TASKS:
**A.** What running time does the film review give for the movie?
**B.** Continue the review of The Unbearable Lightness of Being from its last sentence.

-------- TEXT

The Unbearable Lightness of Being (1988)
The Unbearable Lightness of Being (1988)

Genre: Romantic Drama Running Time: 2 hrs. 51 min.

Release Date: February 5th, 1988 MPAA Rating: R

Director: Philip Kaufman Actors: Daniel Day-Lewis, Juliette Binoche, Lena Olin, Derek de Lint, Erland Josephson, Pavel Landovsky, Donald Moffat, Stellan Skarsgard

 


 

I

n Prague in 1968, a young doctor named Tomas (Daniel Day-Lewis) demonstrates an exquisite proficiency with the ladies – exemplified by chirpy musical interludes, intertitles, and a general gaiety that feels very comparable to “Tom Jones.” His main squeeze – and the woman who knows him best – is Sabina (Lena Olin), whose bed he often shares. Even before the credits finish rolling, Tomas is sent to a nearby spa to perform a surgery, where he can’t help but to spy additional women, perhaps in need of a liaison. He’s an undeniable playboy and a shrewd lothario too. “Are you only searching for pleasure?”

----------------
-------- DATA LISTING

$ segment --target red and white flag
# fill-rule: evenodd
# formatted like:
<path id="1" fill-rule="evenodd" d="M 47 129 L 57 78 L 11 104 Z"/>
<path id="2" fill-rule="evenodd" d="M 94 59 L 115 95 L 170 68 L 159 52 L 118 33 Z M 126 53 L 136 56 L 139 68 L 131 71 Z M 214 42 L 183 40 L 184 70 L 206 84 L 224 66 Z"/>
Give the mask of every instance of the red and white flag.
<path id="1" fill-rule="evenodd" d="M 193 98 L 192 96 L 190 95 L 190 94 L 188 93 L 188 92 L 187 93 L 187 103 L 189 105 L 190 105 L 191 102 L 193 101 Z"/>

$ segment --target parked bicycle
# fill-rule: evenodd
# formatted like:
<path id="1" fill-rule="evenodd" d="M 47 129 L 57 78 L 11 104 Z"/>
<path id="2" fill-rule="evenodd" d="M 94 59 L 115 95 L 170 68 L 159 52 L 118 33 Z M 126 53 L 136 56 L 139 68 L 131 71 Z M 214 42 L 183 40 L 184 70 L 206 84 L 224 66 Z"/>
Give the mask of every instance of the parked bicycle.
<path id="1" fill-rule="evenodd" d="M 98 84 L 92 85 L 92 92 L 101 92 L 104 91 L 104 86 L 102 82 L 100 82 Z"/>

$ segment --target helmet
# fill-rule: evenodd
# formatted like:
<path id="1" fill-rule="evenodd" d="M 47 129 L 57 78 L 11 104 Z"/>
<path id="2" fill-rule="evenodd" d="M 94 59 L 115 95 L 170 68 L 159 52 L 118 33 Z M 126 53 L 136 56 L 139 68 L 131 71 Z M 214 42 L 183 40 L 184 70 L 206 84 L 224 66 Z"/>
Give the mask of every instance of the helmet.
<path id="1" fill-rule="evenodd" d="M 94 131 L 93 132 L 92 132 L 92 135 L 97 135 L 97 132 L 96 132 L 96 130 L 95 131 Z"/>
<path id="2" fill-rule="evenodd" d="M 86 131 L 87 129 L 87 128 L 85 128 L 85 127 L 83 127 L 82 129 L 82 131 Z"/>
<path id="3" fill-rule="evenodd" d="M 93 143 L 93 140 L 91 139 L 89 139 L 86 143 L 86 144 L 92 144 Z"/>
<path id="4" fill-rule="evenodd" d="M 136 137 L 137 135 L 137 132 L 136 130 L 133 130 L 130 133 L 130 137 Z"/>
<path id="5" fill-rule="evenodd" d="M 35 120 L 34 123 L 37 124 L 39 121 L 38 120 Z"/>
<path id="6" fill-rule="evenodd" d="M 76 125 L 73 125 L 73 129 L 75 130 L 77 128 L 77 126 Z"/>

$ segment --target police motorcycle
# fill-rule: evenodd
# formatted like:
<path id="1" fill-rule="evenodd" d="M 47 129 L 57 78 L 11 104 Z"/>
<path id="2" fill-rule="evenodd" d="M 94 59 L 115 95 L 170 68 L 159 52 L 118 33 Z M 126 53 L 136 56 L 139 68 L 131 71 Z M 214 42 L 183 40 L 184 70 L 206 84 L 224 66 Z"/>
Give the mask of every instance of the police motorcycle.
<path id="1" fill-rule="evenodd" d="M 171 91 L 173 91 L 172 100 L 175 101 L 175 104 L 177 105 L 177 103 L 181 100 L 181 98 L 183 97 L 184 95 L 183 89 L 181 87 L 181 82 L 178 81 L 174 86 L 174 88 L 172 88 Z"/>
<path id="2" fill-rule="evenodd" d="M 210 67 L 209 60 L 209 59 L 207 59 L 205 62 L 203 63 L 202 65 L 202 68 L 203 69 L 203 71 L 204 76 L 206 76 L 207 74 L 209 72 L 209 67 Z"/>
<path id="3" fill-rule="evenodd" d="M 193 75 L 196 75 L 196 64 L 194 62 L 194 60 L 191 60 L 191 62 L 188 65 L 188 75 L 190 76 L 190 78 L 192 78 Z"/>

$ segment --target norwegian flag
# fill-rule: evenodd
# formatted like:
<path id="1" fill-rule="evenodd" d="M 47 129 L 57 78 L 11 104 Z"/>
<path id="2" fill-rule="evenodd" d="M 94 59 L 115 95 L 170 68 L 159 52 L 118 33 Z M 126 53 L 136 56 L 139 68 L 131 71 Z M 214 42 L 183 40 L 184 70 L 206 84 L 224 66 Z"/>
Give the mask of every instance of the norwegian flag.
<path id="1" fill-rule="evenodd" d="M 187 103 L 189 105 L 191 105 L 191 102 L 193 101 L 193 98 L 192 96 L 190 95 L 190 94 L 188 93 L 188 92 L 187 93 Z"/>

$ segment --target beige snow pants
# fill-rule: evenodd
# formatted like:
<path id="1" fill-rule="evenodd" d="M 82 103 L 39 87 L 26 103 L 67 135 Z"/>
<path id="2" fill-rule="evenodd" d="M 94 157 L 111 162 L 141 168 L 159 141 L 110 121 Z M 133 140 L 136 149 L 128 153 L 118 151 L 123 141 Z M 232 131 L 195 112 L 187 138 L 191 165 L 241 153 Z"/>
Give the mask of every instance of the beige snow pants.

----------------

RESPONSES:
**A.** 2 hrs. 51 min.

**B.**
While at the spa, Tomas notices pretty Tereza (Juliette Binoche), a cafe employee – yet another prime candidate for seduction. After her shift ends, she joins him on a park bench, but he decides to return to Prague in a timely fashion, departing without acting upon his desires. This, of course, leaves him to ponder and wonder about the curious beauty. But he doesn’t have long to wait; at what seems like that very evening, Tereza arrives in town from a hasty train ride to knock on his door (it’s never explained how she knew where to find him). “Take off your clothes.”

Boisterous, destructive sexual games also remind of that aforementioned 1963 Best Picture Oscar winner, along with Tomas’ odyssey-like voyage through new places, with new women to explore. And he must orchestrate a careful juggling act, though it’s inevitable that his various partners will find out. In fact, he’s open about Tereza’s arrival with Sabina, going so far as to ask his older paramour to take his younger one under her wing. There’s certainly a sexual liberation existing in their relationship, even if one or all of them will eventually get hurt by these unconventional unions – and the sudden transition to a traditional marriage.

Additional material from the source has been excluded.